● **Extracted data entries**
*****
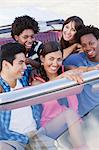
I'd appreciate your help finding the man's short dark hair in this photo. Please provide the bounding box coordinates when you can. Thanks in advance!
[0,42,26,71]
[76,25,99,43]
[11,15,39,40]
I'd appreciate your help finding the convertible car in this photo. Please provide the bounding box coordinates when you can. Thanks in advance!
[0,23,99,150]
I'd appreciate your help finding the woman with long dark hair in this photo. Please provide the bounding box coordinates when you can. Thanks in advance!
[60,16,84,59]
[31,41,87,149]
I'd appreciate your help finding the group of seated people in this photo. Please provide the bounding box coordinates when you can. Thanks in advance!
[0,15,99,150]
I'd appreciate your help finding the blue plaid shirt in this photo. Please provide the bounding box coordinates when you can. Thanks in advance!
[0,68,42,144]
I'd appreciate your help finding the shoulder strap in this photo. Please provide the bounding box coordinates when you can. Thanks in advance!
[62,65,65,73]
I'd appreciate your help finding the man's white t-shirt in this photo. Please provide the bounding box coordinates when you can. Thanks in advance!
[9,80,37,134]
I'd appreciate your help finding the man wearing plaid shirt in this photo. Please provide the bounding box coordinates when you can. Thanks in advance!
[0,42,56,150]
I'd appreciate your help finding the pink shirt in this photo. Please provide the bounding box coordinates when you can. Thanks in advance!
[41,100,67,127]
[67,95,78,112]
[34,76,78,127]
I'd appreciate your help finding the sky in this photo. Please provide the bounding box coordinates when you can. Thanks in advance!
[0,0,99,27]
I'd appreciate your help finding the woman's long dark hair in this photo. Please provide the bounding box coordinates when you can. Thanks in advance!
[38,41,63,81]
[60,16,84,50]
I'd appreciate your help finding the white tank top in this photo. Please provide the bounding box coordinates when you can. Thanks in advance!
[9,80,37,134]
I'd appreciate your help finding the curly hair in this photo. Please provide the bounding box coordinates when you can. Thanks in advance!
[76,25,99,43]
[60,16,84,50]
[11,15,39,40]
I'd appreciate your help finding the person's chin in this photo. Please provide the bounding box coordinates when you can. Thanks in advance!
[87,53,96,59]
[50,70,57,74]
[64,37,71,41]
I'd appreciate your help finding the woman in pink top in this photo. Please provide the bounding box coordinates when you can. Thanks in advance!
[32,41,87,149]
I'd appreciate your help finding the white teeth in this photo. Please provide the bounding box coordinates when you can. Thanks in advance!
[26,45,32,47]
[25,43,32,48]
[87,50,94,55]
[51,67,57,71]
[27,44,32,46]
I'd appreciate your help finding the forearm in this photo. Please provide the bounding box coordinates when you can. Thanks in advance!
[63,44,77,59]
[64,65,77,71]
[76,66,99,73]
[25,58,40,68]
[29,60,40,68]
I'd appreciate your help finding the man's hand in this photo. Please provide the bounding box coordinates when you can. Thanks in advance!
[25,58,40,68]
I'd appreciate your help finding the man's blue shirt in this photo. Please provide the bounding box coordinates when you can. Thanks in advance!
[63,53,99,117]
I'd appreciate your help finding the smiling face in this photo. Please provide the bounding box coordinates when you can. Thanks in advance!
[62,21,77,42]
[6,53,27,80]
[80,33,99,61]
[15,29,35,52]
[41,50,63,79]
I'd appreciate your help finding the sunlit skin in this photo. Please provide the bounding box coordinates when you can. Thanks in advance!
[40,50,83,83]
[0,53,27,88]
[15,29,35,53]
[80,33,99,62]
[2,53,27,80]
[41,50,63,80]
[62,21,77,42]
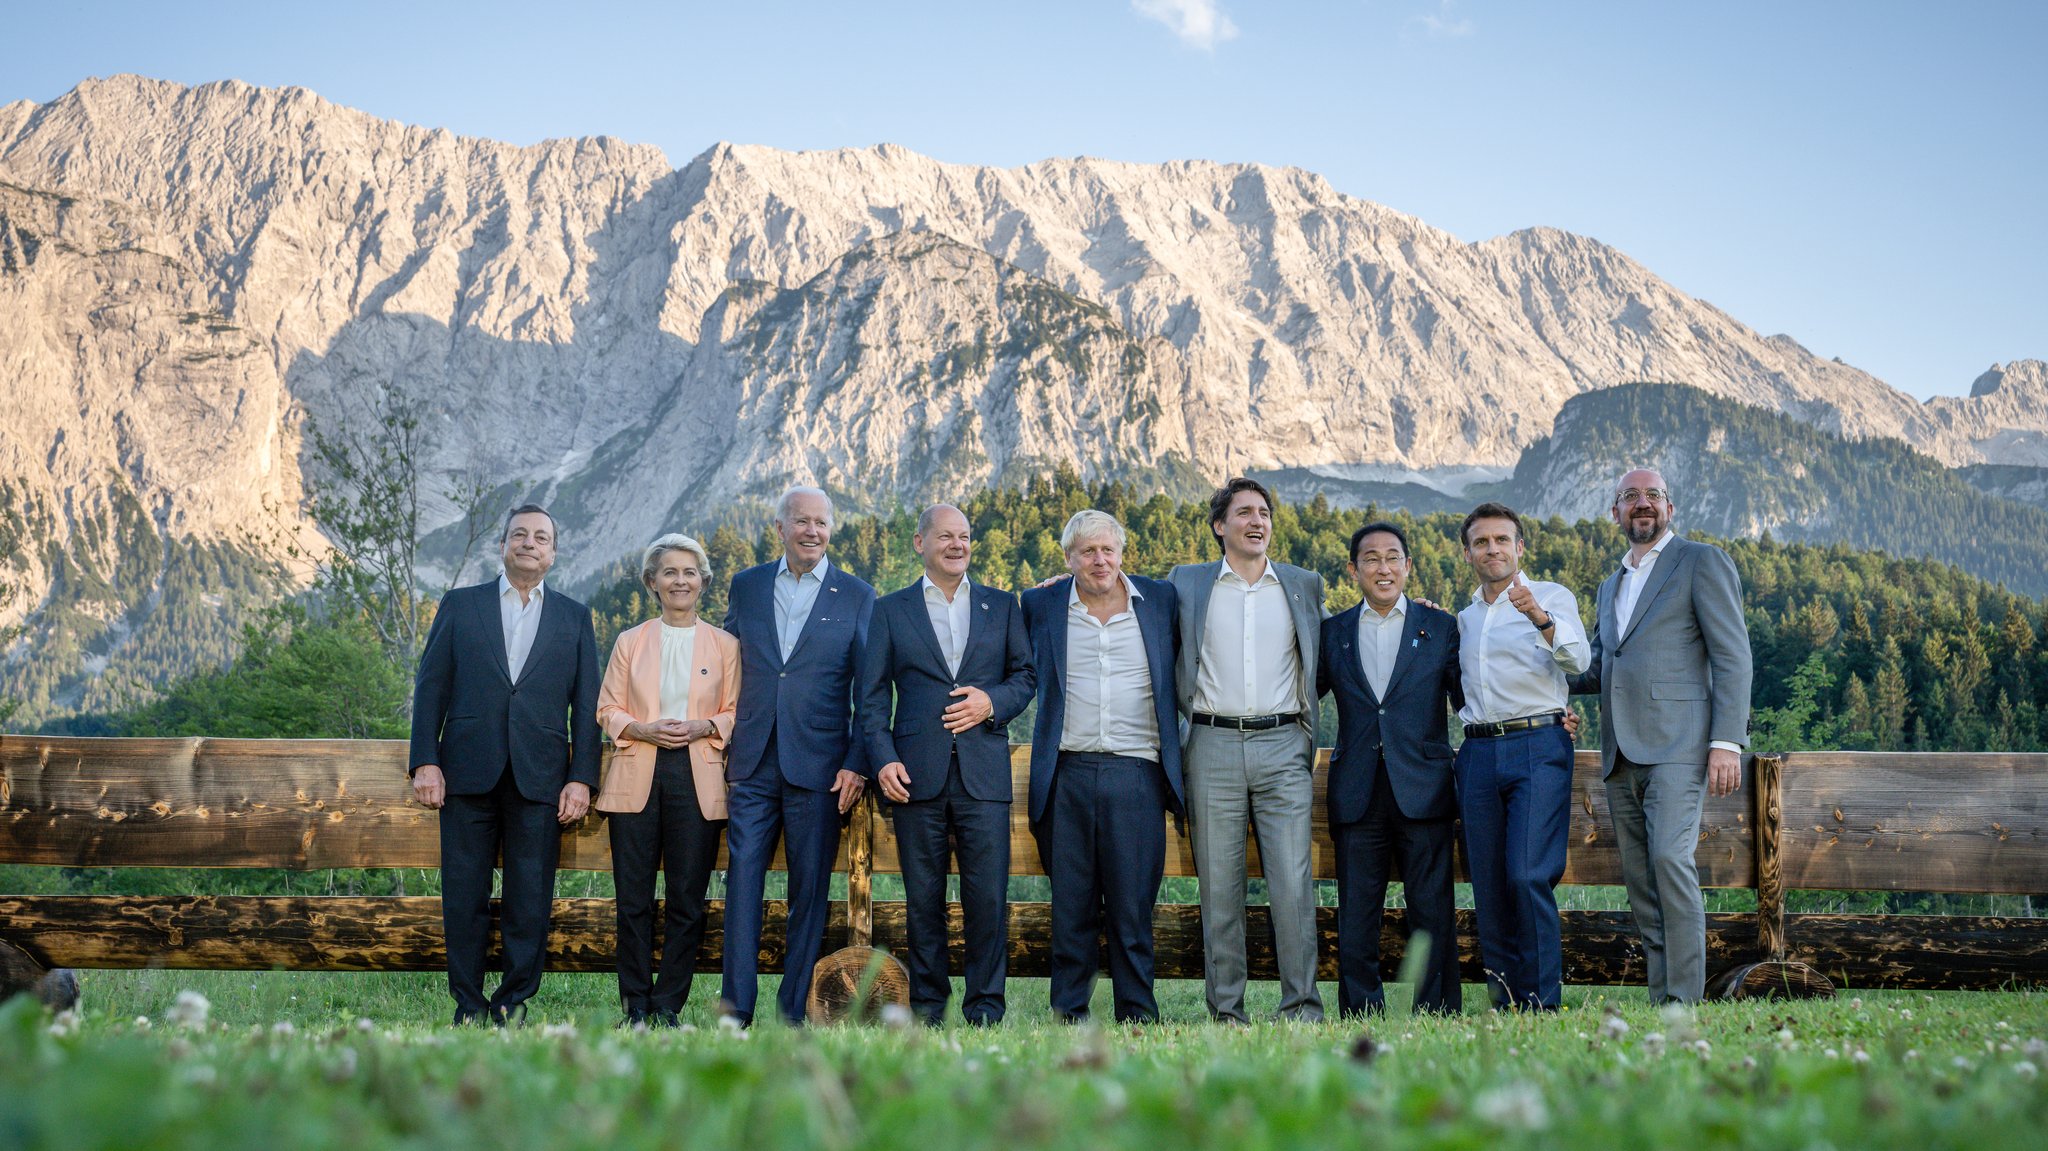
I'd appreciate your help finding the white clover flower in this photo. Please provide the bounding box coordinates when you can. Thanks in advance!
[326,1048,359,1082]
[1642,1033,1666,1056]
[1741,1055,1758,1071]
[541,1023,576,1039]
[2016,1062,2038,1080]
[1996,1021,2010,1031]
[166,990,210,1031]
[717,1014,745,1032]
[1849,997,1863,1010]
[1824,1048,1840,1060]
[354,1017,375,1033]
[880,1003,914,1030]
[1692,1039,1713,1060]
[1599,1015,1630,1041]
[46,1009,80,1038]
[179,1064,218,1088]
[270,1021,296,1038]
[1473,1082,1550,1132]
[1904,1049,1920,1061]
[1852,1049,1871,1065]
[1775,1028,1797,1051]
[1952,1056,1974,1071]
[2024,1038,2047,1059]
[1900,1009,1913,1021]
[133,1016,151,1030]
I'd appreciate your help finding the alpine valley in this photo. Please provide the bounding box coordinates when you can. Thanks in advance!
[2,75,2042,722]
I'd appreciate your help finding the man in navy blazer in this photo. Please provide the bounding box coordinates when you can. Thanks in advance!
[409,504,601,1026]
[1316,521,1464,1016]
[1019,510,1183,1023]
[720,486,875,1026]
[858,504,1035,1025]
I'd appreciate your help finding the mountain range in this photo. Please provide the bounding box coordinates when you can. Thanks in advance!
[1,74,2042,722]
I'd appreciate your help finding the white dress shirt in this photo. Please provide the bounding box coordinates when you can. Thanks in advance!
[1615,529,1675,635]
[1192,559,1302,717]
[1059,574,1160,759]
[1357,595,1408,702]
[1457,578,1590,726]
[920,574,972,678]
[773,554,830,662]
[498,574,546,683]
[658,621,697,721]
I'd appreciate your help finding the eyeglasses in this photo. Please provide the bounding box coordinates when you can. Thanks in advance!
[1353,552,1407,569]
[1616,488,1668,505]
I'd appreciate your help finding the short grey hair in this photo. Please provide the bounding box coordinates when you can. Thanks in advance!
[1059,509,1126,553]
[499,503,558,545]
[917,503,967,536]
[774,485,834,527]
[640,533,711,587]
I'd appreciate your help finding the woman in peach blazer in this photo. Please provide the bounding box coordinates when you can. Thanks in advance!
[594,533,739,1027]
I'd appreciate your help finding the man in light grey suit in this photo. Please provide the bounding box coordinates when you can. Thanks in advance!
[1170,477,1327,1023]
[1569,467,1753,1003]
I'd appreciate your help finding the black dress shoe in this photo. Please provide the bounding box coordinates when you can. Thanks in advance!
[651,1010,682,1029]
[620,1009,652,1029]
[453,1007,487,1027]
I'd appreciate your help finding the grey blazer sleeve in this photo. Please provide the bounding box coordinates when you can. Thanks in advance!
[1694,545,1753,748]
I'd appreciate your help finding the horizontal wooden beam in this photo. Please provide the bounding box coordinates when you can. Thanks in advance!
[0,736,838,872]
[4,737,1754,887]
[1776,751,2048,895]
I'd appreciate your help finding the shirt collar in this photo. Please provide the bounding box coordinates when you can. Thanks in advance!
[1068,572,1144,609]
[1362,594,1409,621]
[776,553,832,582]
[499,573,545,604]
[1623,529,1677,574]
[921,573,968,602]
[1215,558,1277,587]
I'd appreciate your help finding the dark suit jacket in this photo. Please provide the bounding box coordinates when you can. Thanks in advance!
[1020,575,1183,824]
[858,579,1035,803]
[723,559,876,791]
[408,580,601,803]
[1569,534,1753,777]
[1316,600,1463,823]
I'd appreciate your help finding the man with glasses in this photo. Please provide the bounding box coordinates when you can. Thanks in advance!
[1315,521,1464,1016]
[1569,469,1752,1004]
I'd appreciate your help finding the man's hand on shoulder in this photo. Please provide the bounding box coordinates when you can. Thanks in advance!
[411,764,446,809]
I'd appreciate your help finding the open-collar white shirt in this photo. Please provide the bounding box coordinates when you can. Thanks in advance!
[920,574,972,678]
[773,554,831,661]
[498,574,546,683]
[1193,557,1301,717]
[1060,574,1159,760]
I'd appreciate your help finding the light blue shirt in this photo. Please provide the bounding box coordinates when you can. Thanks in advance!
[773,554,831,661]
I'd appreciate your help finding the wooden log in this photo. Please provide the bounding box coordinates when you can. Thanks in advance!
[1785,913,2048,990]
[1776,751,2048,895]
[0,895,834,974]
[1754,754,1787,961]
[0,735,842,872]
[867,748,1755,888]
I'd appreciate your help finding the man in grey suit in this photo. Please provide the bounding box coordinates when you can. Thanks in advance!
[1570,467,1753,1004]
[1170,477,1327,1023]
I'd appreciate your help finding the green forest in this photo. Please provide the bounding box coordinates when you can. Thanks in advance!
[81,464,2048,759]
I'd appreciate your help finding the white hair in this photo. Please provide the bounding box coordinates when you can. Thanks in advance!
[1059,509,1127,553]
[774,485,834,527]
[640,533,711,587]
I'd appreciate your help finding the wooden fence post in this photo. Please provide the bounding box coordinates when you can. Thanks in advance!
[846,791,874,949]
[1754,753,1786,961]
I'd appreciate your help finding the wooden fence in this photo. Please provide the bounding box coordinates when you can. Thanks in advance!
[1,737,2043,992]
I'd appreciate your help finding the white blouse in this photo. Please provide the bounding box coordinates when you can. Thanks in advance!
[658,622,697,722]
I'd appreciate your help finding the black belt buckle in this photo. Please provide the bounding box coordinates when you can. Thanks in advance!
[1463,711,1565,741]
[1195,712,1299,731]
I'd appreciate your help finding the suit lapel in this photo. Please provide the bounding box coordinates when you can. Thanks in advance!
*****
● **Task brief**
Nothing but the lines from the line that contains "I'd appreciate your help finding the wooden fence in" to the last line of the records above should appear in the answer; please copy them exactly.

● **Solution to this problem**
I'd appreciate your help finding the wooden fence in this photo. Please provide the bounding box coordinates when you can. Thanks in advance!
[1,737,2043,992]
I'd appreciate your help finding the white blouse in this photo. Please provide the bounding box coordinates when you can. Thanks in advance!
[658,622,697,722]
I'd appreciate your help finding the black belt buckle in this photo. Please provide the bounding box coordinates when you can. Thanks in advance!
[1463,711,1565,741]
[1195,712,1299,731]
I'd appreciate your help finding the suit lapel in this photo. Please provide the bounding box coordinates when you can. Thanks in advance!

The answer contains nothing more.